- **EXERCISE PROMPT**: Everything from the line containing "the tree line" through the last line of the records below should be printed exactly, please, and nothing else.

Position annotation records:

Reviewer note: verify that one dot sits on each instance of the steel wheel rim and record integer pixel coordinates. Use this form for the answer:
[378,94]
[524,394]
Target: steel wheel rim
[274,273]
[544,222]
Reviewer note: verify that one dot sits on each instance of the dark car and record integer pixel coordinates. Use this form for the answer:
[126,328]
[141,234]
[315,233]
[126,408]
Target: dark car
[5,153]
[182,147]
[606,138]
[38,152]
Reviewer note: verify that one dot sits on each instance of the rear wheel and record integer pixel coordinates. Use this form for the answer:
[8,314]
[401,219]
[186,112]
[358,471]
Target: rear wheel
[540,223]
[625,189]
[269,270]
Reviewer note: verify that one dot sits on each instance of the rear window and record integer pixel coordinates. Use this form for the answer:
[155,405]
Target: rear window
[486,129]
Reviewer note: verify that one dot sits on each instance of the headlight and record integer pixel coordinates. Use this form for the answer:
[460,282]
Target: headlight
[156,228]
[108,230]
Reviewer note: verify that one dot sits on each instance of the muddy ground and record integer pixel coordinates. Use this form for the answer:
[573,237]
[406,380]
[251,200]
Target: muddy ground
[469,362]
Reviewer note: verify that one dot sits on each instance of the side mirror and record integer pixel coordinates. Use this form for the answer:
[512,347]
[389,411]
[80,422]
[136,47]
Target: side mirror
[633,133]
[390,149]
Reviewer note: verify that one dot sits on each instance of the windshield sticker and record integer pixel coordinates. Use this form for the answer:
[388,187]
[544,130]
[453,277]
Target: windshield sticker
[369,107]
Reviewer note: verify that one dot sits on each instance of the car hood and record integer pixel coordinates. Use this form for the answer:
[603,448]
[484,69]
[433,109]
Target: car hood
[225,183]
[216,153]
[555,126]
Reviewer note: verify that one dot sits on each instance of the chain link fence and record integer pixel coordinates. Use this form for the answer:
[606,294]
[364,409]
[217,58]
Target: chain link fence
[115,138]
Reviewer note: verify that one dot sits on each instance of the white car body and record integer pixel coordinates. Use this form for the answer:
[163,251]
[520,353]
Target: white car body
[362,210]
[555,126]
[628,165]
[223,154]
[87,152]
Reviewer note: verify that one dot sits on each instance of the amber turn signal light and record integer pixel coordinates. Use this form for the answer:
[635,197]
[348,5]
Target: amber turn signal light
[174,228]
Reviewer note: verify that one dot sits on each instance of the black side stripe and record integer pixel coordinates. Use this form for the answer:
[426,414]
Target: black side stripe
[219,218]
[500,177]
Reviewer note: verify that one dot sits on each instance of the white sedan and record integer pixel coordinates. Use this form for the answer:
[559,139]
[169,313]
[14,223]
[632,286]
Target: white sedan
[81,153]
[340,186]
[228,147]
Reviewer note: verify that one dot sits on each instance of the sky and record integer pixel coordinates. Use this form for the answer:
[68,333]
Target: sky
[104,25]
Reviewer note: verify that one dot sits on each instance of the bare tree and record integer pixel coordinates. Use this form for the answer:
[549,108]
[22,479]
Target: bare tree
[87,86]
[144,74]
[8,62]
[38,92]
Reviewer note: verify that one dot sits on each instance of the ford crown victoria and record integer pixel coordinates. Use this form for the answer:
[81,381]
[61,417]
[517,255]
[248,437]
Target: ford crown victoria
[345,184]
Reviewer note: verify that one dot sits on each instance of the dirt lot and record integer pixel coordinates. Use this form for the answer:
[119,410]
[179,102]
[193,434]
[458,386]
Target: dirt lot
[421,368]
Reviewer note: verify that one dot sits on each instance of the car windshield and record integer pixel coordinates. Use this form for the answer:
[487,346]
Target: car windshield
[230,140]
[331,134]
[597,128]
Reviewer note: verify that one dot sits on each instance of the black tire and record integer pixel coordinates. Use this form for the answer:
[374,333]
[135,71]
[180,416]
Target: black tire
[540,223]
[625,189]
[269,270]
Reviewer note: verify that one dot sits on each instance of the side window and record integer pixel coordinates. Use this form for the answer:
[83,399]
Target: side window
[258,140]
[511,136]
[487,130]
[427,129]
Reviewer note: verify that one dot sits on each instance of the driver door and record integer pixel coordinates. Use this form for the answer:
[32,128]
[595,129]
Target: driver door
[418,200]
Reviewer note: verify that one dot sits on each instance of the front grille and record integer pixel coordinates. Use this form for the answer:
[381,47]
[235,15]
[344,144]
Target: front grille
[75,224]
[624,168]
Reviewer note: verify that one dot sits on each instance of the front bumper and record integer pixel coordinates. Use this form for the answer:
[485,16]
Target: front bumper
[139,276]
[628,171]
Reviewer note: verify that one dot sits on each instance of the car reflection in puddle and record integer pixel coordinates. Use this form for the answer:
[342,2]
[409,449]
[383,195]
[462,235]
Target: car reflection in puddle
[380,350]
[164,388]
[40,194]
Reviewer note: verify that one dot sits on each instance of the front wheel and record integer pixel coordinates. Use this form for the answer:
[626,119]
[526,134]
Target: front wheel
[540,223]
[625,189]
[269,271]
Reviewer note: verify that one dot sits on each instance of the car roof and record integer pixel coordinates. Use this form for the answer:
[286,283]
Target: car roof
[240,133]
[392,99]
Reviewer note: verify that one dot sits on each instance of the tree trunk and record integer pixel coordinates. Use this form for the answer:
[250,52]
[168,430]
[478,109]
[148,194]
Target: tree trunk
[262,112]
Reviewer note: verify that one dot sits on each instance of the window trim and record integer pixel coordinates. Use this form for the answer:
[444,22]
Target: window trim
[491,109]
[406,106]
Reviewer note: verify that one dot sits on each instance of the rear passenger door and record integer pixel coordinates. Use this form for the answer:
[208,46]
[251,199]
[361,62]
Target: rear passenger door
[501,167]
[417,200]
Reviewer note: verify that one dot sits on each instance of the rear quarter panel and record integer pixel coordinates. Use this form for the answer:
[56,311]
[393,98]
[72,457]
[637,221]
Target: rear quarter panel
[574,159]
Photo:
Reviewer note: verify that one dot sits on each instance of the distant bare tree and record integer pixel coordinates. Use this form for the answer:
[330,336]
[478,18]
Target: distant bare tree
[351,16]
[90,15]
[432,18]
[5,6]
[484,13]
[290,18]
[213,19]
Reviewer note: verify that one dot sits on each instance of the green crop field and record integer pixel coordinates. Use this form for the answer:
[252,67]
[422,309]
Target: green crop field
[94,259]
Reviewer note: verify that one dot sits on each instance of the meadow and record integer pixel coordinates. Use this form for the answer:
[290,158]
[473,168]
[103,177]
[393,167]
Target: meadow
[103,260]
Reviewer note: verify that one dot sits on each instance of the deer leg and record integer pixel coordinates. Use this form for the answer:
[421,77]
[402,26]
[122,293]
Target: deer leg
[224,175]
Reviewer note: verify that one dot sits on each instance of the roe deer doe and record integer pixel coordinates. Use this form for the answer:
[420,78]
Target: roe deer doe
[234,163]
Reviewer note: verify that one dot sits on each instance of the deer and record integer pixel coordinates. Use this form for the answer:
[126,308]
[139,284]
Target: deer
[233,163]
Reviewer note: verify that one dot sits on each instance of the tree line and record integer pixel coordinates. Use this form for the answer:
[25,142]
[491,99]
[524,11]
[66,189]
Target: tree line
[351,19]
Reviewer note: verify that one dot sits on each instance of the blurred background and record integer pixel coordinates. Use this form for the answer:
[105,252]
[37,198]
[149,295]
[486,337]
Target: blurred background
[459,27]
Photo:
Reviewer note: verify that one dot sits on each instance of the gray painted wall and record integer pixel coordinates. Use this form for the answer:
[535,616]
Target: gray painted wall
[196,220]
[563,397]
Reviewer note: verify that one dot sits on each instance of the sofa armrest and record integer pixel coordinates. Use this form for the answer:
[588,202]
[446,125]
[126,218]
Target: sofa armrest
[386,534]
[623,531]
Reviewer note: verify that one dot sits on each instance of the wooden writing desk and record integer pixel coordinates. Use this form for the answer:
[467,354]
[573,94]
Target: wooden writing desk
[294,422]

- **TASK RESULT**:
Reviewer note: verify that one dot sits on each instance of the tree line and record integer pixel coordinates. Use this form for the answer:
[25,142]
[491,99]
[524,11]
[66,189]
Target: tree line
[351,19]
Reviewer note: verify that one dot sits on each instance of the blurred background and record integer pixel coordinates. Use this form for the answer:
[105,252]
[37,198]
[149,295]
[486,337]
Target: blurred background
[459,27]
Photo:
Reviewer note: verify that one dot sits on each instance of the gray painted wall and record integer pixel coordinates. Use this form for the answer:
[535,616]
Target: gray painted wall
[196,220]
[563,397]
Reviewer note: verify that one dot sits on each instance of the sofa armrest and record integer pixel coordinates. Use this form for the answer:
[588,202]
[446,125]
[126,218]
Target: sofa armrest
[386,534]
[623,531]
Reviewer note: verify that one dot sits on each instance of the wooden writing desk and record integer pixel coordinates. Use this form for the answer:
[467,354]
[573,94]
Target: wooden writing desk
[294,422]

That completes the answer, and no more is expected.